[Records from a data collection]
/---
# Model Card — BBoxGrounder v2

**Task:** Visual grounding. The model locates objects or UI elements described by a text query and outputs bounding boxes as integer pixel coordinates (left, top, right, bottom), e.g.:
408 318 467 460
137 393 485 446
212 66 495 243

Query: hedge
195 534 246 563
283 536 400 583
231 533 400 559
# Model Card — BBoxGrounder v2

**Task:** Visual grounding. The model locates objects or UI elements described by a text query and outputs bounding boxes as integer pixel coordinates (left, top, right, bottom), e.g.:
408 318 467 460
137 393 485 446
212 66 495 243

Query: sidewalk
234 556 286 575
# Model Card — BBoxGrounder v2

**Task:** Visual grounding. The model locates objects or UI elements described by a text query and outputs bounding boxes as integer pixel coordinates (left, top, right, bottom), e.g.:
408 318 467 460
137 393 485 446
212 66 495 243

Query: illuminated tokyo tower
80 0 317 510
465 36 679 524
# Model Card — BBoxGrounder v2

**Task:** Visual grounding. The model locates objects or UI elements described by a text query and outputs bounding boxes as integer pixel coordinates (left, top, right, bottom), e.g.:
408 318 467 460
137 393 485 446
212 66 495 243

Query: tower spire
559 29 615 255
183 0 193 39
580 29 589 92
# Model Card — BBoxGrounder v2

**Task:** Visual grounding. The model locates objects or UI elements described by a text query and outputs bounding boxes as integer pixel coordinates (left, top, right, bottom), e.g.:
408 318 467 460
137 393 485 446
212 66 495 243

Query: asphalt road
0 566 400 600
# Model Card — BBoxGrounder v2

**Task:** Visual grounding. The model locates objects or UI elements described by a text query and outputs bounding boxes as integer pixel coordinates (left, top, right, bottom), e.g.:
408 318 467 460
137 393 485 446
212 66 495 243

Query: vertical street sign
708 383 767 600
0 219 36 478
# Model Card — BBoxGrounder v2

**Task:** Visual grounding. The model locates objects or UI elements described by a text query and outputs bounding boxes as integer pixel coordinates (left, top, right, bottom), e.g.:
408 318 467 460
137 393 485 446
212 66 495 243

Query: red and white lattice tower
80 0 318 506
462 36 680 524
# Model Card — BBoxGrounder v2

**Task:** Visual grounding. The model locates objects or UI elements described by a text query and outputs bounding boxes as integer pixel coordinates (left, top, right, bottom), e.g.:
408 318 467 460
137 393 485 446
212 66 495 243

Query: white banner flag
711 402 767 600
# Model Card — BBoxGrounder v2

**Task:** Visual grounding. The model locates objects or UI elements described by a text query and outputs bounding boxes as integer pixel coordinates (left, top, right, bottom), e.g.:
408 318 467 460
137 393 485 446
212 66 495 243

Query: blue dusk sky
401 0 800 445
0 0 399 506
\---
/---
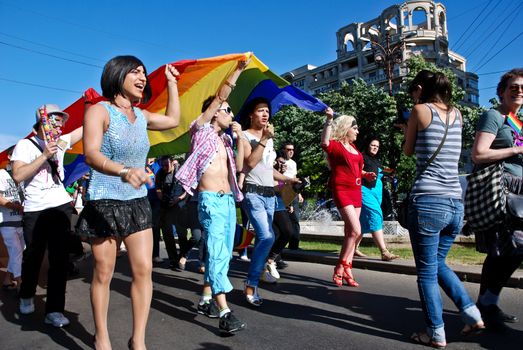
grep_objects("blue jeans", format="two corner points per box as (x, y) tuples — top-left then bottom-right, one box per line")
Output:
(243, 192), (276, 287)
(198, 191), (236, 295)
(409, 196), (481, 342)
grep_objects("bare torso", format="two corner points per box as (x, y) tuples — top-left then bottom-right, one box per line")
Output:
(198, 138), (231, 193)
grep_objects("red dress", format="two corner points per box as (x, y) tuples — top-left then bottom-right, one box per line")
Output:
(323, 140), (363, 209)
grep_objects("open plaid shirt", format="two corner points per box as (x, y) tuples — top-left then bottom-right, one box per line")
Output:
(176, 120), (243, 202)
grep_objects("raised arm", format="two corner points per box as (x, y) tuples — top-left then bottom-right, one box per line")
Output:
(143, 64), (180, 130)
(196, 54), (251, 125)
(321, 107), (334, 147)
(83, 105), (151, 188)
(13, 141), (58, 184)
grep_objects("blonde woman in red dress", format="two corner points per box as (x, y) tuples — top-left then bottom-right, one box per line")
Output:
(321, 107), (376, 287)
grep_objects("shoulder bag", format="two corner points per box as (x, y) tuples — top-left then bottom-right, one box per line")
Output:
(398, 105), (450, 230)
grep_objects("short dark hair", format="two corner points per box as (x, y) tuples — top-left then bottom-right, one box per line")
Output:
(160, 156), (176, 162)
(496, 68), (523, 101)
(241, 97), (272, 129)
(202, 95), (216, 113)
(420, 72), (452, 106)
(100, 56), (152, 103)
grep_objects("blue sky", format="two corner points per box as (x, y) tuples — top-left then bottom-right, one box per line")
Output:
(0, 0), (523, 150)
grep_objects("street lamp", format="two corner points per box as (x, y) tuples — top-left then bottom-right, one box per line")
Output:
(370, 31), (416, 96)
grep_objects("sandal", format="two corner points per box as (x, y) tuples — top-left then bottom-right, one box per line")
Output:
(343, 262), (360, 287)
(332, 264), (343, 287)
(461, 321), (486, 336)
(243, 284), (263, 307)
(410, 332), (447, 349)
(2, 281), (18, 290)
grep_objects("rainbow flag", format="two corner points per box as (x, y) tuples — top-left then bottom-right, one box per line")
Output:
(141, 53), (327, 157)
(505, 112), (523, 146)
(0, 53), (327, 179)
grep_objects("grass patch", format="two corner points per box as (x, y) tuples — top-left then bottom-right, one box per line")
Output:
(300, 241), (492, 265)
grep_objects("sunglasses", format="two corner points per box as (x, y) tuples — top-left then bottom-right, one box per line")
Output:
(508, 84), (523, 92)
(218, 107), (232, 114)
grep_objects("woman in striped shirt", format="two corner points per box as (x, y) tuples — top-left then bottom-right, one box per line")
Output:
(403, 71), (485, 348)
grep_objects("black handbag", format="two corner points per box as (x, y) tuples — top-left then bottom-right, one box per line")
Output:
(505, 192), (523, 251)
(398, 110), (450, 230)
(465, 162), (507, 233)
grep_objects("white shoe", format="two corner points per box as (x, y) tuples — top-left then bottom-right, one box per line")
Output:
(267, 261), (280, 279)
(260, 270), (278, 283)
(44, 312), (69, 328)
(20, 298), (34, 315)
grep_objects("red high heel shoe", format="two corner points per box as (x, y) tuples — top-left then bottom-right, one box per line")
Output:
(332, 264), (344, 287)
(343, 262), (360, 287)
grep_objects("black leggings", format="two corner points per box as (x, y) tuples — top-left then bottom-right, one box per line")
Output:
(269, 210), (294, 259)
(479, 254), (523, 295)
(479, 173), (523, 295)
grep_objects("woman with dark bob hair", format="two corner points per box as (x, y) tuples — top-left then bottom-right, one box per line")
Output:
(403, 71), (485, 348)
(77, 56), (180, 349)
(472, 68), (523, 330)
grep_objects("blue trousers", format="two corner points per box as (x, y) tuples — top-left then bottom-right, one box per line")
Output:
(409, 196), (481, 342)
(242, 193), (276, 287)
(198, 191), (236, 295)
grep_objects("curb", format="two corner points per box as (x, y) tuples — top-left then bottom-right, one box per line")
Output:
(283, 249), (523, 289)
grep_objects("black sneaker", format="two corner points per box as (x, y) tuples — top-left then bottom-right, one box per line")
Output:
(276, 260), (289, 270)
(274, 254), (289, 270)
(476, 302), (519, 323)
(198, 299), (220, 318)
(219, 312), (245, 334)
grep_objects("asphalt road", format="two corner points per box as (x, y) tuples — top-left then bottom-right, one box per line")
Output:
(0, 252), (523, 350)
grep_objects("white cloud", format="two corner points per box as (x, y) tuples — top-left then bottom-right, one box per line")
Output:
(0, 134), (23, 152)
\---
— AIM —
Count the lines in the records above that contain the string "dress", matching case exactly, and give only the number.

— OUTPUT FOR THIS EXERCISE —
2